### Set exercise 1
Repeat the passage on the Accettura festival below word for word, from "In the village" to "event in Italy.".
= = =
In the village of Accettura, a settlement of less than two thousand residents in central Basilicata, every year around Pentecost the festival of St Julian culminates in the raising of a massive tree in the main square by means of a system of manually operated winches. The process of carrying large oak trees from the nearby woods – with ox-teams – and a holly tree – borne on the shoulders of teams of men – as well as the mass participation of the village population, have resulted in the festival achieving widespread renown as the most impressive and spectacular such event in Italy.

Over many years, scholars, photographers and filmmakers have provided a number of perspectives on the festival. However, in this chapter, which is based on long-term team research led by Scaldaferri since 2002 (Scaldaferri and Feld 2019), we argue that the sonic aspect of the festival has often been overlooked – perhaps precisely because of its striking visual characteristics. A sonic ethnography, on the other hand, allows the detection of mechanisms at work during the festival that were previously unnoticed. Importantly, it also highlights the experiential dimension for the participants, which has been neglected because of the way an abstract symbolic interpretation has become officially institutionalised as a result of processes of heritagisation. The intersection between sound and the experiential dimension of the festival, we argue, remains the central aspect for the participants despite the increasing relevance of cultural tourism and heritage politics.
= = =
### Set exercise 2
Gather every line of the rows below that contains the string "window", matching case exactly.

### Provided records
= = =
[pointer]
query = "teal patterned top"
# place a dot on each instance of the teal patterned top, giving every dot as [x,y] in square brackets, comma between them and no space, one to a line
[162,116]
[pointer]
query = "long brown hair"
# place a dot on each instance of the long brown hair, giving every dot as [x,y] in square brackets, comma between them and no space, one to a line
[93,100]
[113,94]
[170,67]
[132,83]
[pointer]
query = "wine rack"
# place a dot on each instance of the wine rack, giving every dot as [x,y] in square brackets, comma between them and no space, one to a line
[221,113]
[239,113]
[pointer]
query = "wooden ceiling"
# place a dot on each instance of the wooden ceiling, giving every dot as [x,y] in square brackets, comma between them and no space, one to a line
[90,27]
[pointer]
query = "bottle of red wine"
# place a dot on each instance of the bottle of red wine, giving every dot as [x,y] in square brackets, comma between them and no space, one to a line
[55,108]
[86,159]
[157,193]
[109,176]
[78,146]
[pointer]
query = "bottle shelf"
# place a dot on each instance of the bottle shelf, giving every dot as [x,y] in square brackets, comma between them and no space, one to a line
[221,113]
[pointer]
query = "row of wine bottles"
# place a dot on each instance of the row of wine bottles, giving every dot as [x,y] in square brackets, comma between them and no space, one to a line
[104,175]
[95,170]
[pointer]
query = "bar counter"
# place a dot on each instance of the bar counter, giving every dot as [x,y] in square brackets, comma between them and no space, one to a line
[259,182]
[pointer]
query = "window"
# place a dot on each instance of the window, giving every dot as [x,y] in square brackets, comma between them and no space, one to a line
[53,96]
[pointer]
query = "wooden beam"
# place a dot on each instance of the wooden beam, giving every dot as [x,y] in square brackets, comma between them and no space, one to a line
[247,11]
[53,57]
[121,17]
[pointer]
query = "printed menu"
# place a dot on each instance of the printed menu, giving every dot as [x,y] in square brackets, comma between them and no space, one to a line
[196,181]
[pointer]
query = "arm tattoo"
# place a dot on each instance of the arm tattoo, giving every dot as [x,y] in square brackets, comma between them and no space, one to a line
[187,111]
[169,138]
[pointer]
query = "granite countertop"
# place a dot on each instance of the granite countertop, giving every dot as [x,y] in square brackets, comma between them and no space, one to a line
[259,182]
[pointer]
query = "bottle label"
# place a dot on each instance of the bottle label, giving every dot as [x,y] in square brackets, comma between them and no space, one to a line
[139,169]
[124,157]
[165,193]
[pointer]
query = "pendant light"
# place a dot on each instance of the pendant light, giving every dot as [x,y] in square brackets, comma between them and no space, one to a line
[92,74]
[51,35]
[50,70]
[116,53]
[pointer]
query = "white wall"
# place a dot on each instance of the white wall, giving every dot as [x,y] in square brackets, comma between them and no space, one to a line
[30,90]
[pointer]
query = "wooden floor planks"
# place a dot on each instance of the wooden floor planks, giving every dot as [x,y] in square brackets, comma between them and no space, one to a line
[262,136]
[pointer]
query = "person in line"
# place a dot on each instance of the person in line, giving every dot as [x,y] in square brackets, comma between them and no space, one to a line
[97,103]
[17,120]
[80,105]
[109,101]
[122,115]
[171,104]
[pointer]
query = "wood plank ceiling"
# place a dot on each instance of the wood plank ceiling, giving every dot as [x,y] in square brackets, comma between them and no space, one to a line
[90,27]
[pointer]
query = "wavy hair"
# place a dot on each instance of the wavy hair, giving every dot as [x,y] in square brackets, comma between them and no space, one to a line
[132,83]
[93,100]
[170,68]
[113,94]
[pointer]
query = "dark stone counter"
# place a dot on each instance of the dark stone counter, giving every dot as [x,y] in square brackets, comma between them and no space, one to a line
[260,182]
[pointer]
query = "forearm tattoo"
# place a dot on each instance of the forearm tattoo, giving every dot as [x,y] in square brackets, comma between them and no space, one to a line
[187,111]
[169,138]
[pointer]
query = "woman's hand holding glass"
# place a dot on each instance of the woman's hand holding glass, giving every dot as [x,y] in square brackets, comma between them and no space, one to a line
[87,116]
= = =
### Task response 1
In the village of Accettura, a settlement of less than two thousand residents in central Basilicata, every year around Pentecost the festival of St Julian culminates in the raising of a massive tree in the main square by means of a system of manually operated winches. The process of carrying large oak trees from the nearby woods – with ox-teams – and a holly tree – borne on the shoulders of teams of men – as well as the mass participation of the village population, have resulted in the festival achieving widespread renown as the most impressive and spectacular such event in Italy.

### Task response 2
query = "window"
# place a dot on each instance of the window, giving every dot as [x,y] in square brackets, comma between them and no space, one to a line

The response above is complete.